Prompt
When you have read the listing, copy all of it without any change.

+++ Data for review +++

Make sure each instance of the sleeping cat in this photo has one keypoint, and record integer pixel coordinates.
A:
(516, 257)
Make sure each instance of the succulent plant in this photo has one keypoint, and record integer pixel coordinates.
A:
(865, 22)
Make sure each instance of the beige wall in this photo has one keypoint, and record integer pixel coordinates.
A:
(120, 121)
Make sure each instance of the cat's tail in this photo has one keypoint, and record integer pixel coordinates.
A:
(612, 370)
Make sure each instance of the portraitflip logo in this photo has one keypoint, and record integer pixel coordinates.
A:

+++

Task response
Make sure each instance of the sleeping cat in this photo has one keypoint, and record integer pixel coordinates.
A:
(516, 257)
Make sure each instance of the succulent plant in this photo has one keypoint, and record integer pixel coordinates.
A:
(865, 22)
Make sure each instance of the beige wall in this photo has one keypoint, and record integer pixel coordinates.
A:
(120, 121)
Make sure each instance of the cat's tail in this photo has one keypoint, and record integer pixel coordinates.
A:
(612, 370)
Make sure each instance of the portraitflip logo in this photo has one keypoint, and record integer pixel coordinates.
A:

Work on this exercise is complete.